↓

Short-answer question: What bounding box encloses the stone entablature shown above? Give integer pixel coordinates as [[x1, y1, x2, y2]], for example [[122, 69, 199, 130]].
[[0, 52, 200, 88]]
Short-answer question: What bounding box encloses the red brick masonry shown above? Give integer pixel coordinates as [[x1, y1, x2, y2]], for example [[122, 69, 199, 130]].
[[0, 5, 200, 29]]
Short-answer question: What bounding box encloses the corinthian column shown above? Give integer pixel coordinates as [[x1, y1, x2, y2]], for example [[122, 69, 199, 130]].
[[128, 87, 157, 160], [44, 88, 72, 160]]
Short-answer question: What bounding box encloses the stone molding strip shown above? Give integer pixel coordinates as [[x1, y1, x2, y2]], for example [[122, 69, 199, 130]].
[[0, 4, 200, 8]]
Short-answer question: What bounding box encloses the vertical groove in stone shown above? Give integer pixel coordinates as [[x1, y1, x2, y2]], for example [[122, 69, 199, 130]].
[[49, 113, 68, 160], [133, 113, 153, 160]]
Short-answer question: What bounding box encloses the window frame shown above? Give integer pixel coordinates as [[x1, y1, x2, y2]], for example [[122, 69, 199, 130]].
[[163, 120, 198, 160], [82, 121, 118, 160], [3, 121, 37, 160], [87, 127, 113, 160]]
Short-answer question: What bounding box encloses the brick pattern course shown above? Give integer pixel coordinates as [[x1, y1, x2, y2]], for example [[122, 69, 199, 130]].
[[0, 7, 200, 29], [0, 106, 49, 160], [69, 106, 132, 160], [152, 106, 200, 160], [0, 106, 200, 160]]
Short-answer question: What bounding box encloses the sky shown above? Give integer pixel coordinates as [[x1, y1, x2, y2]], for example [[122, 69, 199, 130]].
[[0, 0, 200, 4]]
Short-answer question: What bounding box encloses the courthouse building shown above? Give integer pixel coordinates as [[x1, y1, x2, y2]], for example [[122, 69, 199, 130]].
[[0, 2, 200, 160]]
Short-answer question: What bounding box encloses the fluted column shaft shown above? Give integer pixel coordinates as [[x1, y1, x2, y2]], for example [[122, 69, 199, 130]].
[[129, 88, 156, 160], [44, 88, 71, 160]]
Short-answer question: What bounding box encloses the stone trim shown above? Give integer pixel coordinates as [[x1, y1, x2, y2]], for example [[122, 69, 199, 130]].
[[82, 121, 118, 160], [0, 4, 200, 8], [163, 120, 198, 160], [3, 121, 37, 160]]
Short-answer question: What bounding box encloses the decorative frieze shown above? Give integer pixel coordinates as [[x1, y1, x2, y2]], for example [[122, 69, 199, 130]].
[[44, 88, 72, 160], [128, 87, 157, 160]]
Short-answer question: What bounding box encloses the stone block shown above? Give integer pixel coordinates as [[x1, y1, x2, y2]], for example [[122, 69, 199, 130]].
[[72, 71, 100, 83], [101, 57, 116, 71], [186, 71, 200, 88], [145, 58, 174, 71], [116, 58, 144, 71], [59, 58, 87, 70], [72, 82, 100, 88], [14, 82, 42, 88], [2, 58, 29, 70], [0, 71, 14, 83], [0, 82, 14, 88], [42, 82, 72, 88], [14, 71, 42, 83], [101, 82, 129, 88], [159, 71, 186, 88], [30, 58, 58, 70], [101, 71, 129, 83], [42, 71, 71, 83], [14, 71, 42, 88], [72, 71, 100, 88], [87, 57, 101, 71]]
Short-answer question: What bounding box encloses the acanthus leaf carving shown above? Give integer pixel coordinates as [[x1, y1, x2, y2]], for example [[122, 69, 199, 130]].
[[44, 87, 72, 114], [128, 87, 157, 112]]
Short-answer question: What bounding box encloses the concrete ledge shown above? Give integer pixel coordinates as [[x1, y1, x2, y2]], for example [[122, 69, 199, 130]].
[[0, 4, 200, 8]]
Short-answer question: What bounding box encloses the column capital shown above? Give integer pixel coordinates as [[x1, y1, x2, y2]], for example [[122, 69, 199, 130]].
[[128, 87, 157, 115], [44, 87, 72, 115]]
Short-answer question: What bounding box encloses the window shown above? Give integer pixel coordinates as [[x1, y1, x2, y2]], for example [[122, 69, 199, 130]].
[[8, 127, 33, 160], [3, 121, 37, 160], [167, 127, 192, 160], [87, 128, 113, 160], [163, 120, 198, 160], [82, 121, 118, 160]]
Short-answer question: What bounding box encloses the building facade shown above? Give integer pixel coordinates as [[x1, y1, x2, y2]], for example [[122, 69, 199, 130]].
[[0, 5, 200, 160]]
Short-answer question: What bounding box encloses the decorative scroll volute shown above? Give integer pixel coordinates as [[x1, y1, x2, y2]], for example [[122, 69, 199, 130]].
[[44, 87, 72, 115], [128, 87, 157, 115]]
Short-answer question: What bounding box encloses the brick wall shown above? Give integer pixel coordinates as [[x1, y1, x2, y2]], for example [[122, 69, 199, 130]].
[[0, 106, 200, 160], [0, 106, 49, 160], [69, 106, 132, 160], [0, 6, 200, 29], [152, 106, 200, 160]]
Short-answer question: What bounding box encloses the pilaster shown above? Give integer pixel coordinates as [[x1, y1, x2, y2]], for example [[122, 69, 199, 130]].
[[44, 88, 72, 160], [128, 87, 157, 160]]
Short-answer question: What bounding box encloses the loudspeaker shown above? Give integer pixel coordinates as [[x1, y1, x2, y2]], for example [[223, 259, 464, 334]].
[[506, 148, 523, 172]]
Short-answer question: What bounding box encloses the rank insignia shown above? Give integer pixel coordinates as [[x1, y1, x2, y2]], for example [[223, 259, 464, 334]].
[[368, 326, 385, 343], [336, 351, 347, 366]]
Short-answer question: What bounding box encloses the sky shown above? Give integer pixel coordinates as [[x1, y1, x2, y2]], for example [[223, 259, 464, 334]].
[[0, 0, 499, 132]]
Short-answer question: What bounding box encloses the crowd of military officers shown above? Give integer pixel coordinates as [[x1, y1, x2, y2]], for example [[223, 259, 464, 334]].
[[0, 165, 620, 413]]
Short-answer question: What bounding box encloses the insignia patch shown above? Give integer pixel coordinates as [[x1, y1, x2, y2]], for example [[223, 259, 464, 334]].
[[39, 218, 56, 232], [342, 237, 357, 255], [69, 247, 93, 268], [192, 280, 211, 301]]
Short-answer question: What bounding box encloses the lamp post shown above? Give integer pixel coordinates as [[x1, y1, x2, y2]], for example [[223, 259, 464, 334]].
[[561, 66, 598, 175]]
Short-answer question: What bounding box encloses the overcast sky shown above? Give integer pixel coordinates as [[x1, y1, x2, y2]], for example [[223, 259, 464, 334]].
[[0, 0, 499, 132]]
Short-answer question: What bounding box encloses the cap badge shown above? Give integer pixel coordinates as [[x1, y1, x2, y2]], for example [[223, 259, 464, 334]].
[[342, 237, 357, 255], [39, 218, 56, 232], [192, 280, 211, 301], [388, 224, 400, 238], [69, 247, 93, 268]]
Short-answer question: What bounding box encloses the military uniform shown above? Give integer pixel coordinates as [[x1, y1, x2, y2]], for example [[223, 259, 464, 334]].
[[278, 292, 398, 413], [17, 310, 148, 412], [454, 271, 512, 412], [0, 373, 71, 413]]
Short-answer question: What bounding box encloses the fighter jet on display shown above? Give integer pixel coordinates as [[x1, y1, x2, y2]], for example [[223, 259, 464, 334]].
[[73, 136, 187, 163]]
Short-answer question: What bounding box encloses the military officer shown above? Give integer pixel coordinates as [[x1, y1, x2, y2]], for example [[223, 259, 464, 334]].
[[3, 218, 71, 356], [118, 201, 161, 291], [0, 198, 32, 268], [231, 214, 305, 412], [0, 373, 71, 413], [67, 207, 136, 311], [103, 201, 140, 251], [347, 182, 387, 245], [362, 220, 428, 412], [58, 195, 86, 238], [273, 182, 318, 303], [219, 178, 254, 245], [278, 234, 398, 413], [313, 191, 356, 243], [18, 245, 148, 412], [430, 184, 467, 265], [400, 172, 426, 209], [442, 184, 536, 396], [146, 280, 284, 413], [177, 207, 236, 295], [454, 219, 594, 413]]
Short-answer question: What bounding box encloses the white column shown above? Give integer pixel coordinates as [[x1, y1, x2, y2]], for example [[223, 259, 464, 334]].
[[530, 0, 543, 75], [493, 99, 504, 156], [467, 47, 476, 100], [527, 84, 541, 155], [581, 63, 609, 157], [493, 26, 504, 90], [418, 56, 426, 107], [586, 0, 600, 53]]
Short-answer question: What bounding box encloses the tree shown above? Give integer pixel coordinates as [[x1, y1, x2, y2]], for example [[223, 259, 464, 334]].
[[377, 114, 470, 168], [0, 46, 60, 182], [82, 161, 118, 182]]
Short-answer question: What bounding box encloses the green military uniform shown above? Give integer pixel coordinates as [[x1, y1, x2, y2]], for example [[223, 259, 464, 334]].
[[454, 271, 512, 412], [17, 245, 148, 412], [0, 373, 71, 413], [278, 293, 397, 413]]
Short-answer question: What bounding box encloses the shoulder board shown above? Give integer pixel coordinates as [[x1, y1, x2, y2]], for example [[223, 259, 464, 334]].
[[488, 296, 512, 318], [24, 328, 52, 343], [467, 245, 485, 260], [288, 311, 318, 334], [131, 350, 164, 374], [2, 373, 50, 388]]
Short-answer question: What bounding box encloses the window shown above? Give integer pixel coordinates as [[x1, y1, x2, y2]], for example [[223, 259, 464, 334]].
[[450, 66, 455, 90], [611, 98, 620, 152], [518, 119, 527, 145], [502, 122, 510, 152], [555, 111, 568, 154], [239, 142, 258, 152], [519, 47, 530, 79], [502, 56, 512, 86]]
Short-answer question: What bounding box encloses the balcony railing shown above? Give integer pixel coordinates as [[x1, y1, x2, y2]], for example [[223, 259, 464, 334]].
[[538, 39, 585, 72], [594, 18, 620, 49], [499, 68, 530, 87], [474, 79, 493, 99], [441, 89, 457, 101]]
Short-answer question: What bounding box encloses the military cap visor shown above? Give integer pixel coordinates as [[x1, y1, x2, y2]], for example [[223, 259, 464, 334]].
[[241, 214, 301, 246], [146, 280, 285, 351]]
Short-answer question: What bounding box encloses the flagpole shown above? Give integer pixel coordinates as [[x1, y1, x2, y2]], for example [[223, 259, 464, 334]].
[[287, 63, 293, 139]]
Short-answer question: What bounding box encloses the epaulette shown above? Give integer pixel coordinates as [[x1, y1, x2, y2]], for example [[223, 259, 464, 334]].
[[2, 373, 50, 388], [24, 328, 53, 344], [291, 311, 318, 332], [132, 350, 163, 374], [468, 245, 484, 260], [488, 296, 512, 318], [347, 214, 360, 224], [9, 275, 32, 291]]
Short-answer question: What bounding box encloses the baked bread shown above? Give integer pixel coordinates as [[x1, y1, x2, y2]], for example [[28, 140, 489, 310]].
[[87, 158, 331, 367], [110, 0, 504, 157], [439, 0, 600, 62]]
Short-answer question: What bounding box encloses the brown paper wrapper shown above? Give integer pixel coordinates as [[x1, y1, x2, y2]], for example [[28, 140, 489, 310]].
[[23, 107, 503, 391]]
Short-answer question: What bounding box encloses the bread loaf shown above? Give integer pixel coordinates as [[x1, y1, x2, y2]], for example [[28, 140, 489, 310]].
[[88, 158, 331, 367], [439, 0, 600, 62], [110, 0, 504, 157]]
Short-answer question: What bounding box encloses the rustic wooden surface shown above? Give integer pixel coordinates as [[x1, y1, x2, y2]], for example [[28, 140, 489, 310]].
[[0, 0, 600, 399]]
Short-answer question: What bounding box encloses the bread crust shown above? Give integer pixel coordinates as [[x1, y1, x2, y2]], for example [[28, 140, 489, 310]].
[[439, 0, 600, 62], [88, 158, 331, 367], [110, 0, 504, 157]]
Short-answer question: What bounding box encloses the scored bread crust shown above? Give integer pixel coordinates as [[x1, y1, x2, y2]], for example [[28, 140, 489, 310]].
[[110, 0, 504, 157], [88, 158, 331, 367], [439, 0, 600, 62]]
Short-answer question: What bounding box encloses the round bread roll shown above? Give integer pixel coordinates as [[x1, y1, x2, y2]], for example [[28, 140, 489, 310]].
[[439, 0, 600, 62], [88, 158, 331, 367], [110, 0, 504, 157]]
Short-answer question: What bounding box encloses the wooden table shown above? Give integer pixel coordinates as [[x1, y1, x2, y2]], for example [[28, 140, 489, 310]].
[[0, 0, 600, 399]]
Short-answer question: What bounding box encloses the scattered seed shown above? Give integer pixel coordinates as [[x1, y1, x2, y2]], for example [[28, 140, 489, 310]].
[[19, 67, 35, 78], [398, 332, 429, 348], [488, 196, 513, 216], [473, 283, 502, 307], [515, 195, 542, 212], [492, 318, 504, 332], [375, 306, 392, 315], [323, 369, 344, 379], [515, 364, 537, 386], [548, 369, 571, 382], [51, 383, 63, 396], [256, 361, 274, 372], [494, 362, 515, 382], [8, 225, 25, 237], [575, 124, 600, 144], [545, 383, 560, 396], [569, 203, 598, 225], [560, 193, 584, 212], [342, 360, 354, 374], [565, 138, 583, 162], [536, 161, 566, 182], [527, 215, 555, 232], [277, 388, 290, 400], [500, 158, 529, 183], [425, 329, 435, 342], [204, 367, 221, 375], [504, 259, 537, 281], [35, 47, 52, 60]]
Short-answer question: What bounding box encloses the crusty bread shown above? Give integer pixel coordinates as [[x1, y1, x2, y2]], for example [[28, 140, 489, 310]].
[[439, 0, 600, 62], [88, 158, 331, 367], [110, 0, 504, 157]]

↑

Do this
Turn the data lines from the line with "the bread crust" up to and including the line with "367], [439, 0, 600, 62]]" into a numbered list, leaving out any blank lines.

Reply
1. Short-answer question: What bounding box encloses the bread crust shown above? Give integer pixel coordinates as [[x1, y1, x2, y2]], for example [[28, 140, 489, 310]].
2. [[439, 0, 600, 62], [88, 158, 331, 367], [110, 0, 504, 157]]
3. Short-answer question: What bounding box encloses the scored bread crust shown above? Give integer pixel coordinates as [[x1, y1, x2, y2]], for example [[28, 140, 489, 310]].
4. [[110, 0, 504, 157], [88, 158, 331, 367], [439, 0, 600, 62]]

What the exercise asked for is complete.